**Extract to read:**
How does the 10 year rule work in a divorce case?

Marriage is something that everyone dreams of when they are together with someone they enjoy spending time with. It can lead to a fulfilling relationship between two people who can get through thick and thin.

Eventually, the years will lead to them starting a family and settling down into a role that allows them to have a fully functional household. However, some couples tend to lose that spark that burned inside of them and caused the two of them to fall for one another. It could be a variety of reasons, but after 10-years of marriage, that spark is gone, and now talks of divorce have started to become a common subject in the household.

Marriage has been said to last somewhere around seven years before the average spouse starts to become restless and strays away from the marital vows.

It’s a phenomenon that is known as the seven-year Itch. Usually, the honeymoon period starts to end, and both couples are just unsatisfied with what is being offered by either of them.

**Jobs:**
1 > In the divorce article, find each phrase that gives a specific number of years and list them in order.
2 > Write the next paragraph of the article on the 10 year rule in divorce, following on from its final sentence.

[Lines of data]
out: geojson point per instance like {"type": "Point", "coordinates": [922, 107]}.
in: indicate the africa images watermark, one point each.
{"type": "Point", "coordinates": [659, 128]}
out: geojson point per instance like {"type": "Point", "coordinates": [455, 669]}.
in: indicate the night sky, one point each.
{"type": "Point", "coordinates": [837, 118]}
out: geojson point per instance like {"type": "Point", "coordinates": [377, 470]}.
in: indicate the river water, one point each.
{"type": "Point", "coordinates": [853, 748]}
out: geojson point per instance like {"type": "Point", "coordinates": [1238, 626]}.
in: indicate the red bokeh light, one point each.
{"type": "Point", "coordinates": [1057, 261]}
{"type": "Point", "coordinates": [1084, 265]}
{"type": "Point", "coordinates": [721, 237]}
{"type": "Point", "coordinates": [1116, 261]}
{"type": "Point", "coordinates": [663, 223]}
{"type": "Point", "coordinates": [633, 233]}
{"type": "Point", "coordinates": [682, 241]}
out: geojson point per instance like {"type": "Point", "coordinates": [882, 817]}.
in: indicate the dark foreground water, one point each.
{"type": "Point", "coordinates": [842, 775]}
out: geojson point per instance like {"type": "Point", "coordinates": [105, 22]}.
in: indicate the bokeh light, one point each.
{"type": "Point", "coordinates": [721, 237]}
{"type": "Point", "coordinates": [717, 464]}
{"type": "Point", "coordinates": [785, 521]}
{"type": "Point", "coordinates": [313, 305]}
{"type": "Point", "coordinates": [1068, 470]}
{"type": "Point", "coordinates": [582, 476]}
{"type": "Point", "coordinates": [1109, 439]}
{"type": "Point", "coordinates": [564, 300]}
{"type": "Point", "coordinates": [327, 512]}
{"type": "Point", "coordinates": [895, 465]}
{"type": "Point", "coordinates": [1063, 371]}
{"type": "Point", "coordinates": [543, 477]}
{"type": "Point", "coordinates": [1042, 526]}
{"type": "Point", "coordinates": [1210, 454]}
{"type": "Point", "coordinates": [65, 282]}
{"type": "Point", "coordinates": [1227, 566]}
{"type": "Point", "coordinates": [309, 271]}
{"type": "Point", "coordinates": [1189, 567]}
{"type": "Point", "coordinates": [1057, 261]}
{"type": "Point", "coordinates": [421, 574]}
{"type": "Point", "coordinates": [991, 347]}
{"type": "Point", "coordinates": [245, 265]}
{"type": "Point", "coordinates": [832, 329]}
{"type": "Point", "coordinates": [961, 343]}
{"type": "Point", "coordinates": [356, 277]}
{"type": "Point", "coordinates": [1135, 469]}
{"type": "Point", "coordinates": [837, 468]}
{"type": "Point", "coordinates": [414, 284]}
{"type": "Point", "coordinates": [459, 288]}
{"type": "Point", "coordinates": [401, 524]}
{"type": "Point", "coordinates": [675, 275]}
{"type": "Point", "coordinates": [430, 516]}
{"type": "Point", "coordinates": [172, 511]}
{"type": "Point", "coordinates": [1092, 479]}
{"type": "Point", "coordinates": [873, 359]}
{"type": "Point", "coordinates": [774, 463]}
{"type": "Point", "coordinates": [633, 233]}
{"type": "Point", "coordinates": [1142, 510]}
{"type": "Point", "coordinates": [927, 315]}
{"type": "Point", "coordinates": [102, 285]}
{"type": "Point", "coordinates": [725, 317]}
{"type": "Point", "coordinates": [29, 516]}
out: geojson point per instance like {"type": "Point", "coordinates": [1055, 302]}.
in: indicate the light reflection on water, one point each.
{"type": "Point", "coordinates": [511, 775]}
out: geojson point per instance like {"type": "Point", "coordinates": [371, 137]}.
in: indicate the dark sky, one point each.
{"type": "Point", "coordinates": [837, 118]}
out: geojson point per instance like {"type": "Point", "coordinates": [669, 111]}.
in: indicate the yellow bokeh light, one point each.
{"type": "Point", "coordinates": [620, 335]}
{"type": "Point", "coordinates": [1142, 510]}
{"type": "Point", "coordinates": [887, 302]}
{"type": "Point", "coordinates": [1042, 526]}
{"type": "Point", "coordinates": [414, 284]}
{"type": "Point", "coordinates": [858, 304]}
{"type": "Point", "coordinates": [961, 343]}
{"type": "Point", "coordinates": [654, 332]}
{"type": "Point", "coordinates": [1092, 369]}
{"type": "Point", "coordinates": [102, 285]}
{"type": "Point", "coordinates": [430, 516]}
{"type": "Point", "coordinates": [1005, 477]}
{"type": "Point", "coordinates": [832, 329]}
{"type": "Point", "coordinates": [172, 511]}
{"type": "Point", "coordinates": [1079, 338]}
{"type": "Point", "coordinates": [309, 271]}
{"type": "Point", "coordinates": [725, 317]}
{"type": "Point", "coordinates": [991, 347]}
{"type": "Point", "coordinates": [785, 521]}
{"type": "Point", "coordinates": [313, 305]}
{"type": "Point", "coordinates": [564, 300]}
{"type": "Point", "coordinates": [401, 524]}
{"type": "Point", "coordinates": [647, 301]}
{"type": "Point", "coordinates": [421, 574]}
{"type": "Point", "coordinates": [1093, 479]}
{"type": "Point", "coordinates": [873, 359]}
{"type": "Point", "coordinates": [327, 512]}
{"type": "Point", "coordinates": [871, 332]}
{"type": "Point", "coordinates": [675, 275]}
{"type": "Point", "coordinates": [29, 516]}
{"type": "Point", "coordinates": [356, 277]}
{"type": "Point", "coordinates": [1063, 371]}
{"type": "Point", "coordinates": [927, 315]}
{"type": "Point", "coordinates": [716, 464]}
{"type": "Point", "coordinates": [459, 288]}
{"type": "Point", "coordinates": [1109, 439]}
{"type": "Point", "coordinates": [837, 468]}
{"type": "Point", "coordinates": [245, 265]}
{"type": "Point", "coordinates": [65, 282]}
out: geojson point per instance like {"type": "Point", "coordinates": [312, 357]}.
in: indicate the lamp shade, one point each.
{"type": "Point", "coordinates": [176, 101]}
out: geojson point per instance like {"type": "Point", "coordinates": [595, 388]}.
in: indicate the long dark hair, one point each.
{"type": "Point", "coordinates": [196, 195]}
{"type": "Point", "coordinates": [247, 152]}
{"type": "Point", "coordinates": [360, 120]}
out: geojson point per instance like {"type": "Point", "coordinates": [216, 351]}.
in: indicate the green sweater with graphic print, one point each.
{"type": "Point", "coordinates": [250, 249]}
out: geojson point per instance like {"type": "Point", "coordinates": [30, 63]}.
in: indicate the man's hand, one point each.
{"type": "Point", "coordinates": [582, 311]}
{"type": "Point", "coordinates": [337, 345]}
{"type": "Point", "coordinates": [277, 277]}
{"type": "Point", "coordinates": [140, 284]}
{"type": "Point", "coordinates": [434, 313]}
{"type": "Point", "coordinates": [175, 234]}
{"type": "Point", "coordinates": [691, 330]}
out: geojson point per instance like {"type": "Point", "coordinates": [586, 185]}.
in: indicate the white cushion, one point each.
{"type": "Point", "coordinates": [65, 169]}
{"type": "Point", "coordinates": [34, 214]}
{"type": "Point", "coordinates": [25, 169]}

**Answers given:**
1 >
- 10 year rule
- 10-years
- seven years
- seven-year Itch

2 >
During the honeymoon period, spouses will usually be a bit more forgiving or willing to compromise on specific subject matters. Being in a long-lasting marriage takes some hard work between both spouses. Without putting any sort of work into maintaining your relationship, tension, frustration and resentment will start to pile up over time.

For some spouses, the breaking point for a divorce can come at seven years. However, some couples can last much longer than that, and making it past ten years can add a marital milestone that could impact your divorce case.

With the decision to finally divorce, you would typically tell those closest to you, which can lead to some advice from friends and family members. While the consul they are offering may seem excellent at first, some of them could be wrong and lead to negative consequences if followed.

A piece of general advice that appears is the ten-year rule, and this one has caused problems to arise during a divorce case. The ten-year rule has been broadly misinterpreted in divorce laws in California and several states. Plenty of people have interpreted this rule as the spouse will be guaranteed alimony for the rest of their life if they reached the ten-year mark in their marriage.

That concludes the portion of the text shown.